- [Okuma Metni]
___
Bu oyun ile ilgili Bakırköy Belediyesi Tiyatroları ile Kuzguncuk Sanat arasında anlaşmazlıklar yaşanmış. BBT zamanında telif ücretini yatırıp oyuna sahip olmuş yazardan da kendilerine ayrıcalık tanıyan mesajı temin etmişler. Kuzguncuk Sanat BBT’dan çok önce çalışmaya başlamış olmasına rağmen telif için gereken maddi yükümlülükleri yerine getirmekte geç kalmış. Ben onların Metin Arslan tarafından yapılmış uyarlamasını(Majestik) okudum. Bence o uyarlama BBT’nın Tuhaf Bir Miras Hikayesi’den çok daha başarılı. Oyuna özel yapılan beste bana Egemen Bostancı müzikallerini hatırlattı. Nostaljik tınıları olan bir beste. Kostüm eskizlerini gördüm. Çok iyi çalışılmış kostümler. Oyundaki  aerobik sahnesini  göbek dansına çevirmiş olmaları ne yaptıklarını gösteren çok akıllıca bir uyarlama trükü. Yazar bu uyarlamayı görse daha çok severdi. Ben Bakırköy Belediyesi Tiyatroları Yönetim Kurulu her ne kadar Kuzguncuk Sanat’ın yazılı müracatına olumsuz cevap vererek oyunun İstanbul’da oynanmasına izin vermemiş olsa da  BBT Genel Sanat Yönetmeni Turgay Kantürk’ün  Kuzguncuk Sanat’ın önünü açacağına ve gerekli iznin verilmesini sağlayacağına inanıyorum  Ödenekli bir tiyatronun özel tiyatrolara anlayış göstermesi tiyatro adına hoşgörü ortamına hizmet eder. Hatırlayın: Dostlar Tiyatrosu ile Semaver Kumpanya aynı oyunu Aymazoğlu ile Kundakçılar ve Süleyman ve Öbürsüler isimleriyle aynı anda sahnelediler. BBT'nun bir özel tiyatro ile yarışa girmemesini dilerim. Aynı oyunun farklı yorumlarla oynanması tiyatromuzu zenginleştirir. Biz seyirciler de aynı anda iki ayrı uyarlamayı seyretme şansına ulaşırız. Yarışmanın puanlamasını seyirciye bırakın. Ayrıca bundan büyük tiyatro eğitimi olur mu!
___
- [Veri Alıntısı]

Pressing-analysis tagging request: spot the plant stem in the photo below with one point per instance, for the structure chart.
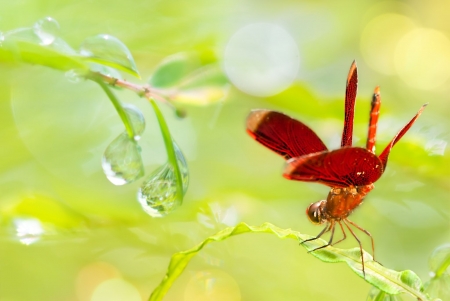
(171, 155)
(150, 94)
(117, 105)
___
- [Çözülecek Görevler]
**1.** Okuma metnindeki "Bu oyun ile ilgili" diye başlayan paragrafı ana bilgilerini koruyarak kısa bir madde listesine dönüştürün.
**2.** Okuma metninde adı geçen bütün tiyatro topluluklarını sıralayın.
**3.** Oyun üzerindeki anlaşmazlığı anlatan okuma metnini kaldığı yerden devam ettirin.

- [Nihai Cevaplar]
**1.**
- Bakırköy Belediyesi Tiyatroları (BBT) ile Kuzguncuk Sanat arasında bu oyun yüzünden anlaşmazlık yaşanmış.
- BBT telif ücretini zamanında ödemiş ve yazardan kendisine ayrıcalık tanıyan mesajı almış. Kuzguncuk Sanat çalışmaya daha önce başlamış ama telif yükümlülüğünü geç yerine getirmiş.
- Metinde, Kuzguncuk Sanat için Metin Arslan'ın yaptığı uyarlama (Majestik), BBT'nin Tuhaf Bir Miras Hikayesi'nden çok daha başarılı bulunuyor.
- Oyuna özel nostaljik beste, iyi çalışılmış kostümler ve aerobik sahnesinin göbek dansına çevrilmesi övülüyor.
- BBT Yönetim Kurulu oyunun İstanbul'da oynanmasına izin vermemiş. Yine de Genel Sanat Yönetmeni Turgay Kantürk'ün gerekli izni sağlayacağına inanılıyor.
- Dostlar Tiyatrosu ile Semaver Kumpanya'nın aynı oyunu aynı anda sahnelemesi örnek gösteriliyor. Aynı oyunun farklı yorumlarının tiyatroyu zenginleştireceği ve değerlendirmenin seyirciye bırakılması gerektiği savunuluyor.

**2.**
- Bakırköy Belediyesi Tiyatroları (BBT)
- Kuzguncuk Sanat
- Dostlar Tiyatrosu
- Semaver Kumpanya

**3.**
Melih Anık

Not: Kuzguncuk Sanat uyarlamasında bağış gecesi için çağrılması düşünülen şarkıcı ile ilgili çok zarif bir trük var. Bu o ünlü şarkıcıya saygının bir gereği. Oyunda şarkıları kullanılan o sanatçının ajansı bunu aklında tutmalı.